= Exercício proposto 1 =
Volte a escrever na íntegra o excerto sobre o arquivamento do processo disciplinar, sem lhe alterar nada.

= Excerto =
Aqui, a Defesa requereu no seguimento da testemunha EE que, como este disse que apurou que a página do Facebook cuja publicação é analisada nos autos e ponto 6 do PIC, e que a Ordem respondeu que o arguido teria dito que a tal página era da sua pertença privada, se oficiasse à Ordem dos ... que informasse nos autos a resposta dada à testemunha e resposta final do processo disciplinar mencionado, e, deferido, a Ordem informou em suma que o processo disciplinar intentado ao arguido na sequência de queixa do dito EE por expressões publicadas no perfil do Facebook, e depois de ouvido o arguido, que nada disse, terminou em arquivamento por se considerar não ter havido actuação no exercício da profissão de ..., e só ler as ditas expressões quem quiser, cf. documentos juntos em 06.05.2022, constantes do Citius.

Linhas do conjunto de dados
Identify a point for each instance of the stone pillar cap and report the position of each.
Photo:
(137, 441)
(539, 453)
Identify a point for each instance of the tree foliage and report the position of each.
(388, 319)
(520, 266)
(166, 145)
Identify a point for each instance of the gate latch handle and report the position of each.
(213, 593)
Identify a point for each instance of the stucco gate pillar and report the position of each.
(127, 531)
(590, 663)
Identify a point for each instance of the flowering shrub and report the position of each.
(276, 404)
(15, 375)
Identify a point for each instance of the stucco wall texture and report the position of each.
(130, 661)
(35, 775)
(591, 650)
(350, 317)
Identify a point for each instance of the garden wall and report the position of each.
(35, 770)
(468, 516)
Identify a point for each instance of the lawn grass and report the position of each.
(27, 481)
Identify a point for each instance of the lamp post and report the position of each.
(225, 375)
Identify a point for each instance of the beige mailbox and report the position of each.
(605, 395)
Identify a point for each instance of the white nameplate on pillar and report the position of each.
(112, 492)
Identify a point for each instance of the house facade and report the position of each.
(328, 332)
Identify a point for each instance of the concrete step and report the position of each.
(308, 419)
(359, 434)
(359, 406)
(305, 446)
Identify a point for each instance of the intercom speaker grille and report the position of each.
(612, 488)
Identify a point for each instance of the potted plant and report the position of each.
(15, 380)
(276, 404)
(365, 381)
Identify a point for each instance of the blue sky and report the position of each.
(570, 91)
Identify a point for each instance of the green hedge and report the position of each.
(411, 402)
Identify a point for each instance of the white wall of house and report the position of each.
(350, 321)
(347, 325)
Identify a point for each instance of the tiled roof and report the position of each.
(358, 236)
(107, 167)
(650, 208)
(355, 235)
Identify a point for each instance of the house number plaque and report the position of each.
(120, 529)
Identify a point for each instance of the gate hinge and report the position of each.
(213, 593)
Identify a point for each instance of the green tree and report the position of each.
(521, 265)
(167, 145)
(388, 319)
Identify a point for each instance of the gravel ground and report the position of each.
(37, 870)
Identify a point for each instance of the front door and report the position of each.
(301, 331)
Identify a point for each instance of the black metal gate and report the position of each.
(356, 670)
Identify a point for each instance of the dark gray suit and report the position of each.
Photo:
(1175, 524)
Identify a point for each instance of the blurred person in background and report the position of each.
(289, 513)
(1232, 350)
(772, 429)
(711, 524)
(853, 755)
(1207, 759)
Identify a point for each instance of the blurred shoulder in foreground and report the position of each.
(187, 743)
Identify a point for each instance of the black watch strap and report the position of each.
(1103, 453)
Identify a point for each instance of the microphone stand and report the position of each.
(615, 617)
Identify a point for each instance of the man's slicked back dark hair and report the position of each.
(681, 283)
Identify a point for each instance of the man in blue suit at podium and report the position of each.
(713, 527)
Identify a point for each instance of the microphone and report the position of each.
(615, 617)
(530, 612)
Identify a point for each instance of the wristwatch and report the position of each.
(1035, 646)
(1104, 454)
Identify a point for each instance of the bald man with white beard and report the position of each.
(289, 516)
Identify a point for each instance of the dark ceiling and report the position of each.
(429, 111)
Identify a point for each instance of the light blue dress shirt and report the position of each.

= Exercício proposto 2 =
Encontre nos registos todas as linhas que contêm a palavra "blurred" e copie-as. Tenha em conta a distinção entre maiúsculas e minúsculas.

= Resolução do exercício 1 =
Aqui, a Defesa requereu no seguimento da testemunha EE que, como este disse que apurou que a página do Facebook cuja publicação é analisada nos autos e ponto 6 do PIC, e que a Ordem respondeu que o arguido teria dito que a tal página era da sua pertença privada, se oficiasse à Ordem dos ... que informasse nos autos a resposta dada à testemunha e resposta final do processo disciplinar mencionado, e, deferido, a Ordem informou em suma que o processo disciplinar intentado ao arguido na sequência de queixa do dito EE por expressões publicadas no perfil do Facebook, e depois de ouvido o arguido, que nada disse, terminou em arquivamento por se considerar não ter havido actuação no exercício da profissão de ..., e só ler as ditas expressões quem quiser, cf. documentos juntos em 06.05.2022, constantes do Citius.

= Resolução do exercício 2 =
Identify a point for each instance of the blurred person in background and report the position of each.
Identify a point for each instance of the blurred shoulder in foreground and report the position of each.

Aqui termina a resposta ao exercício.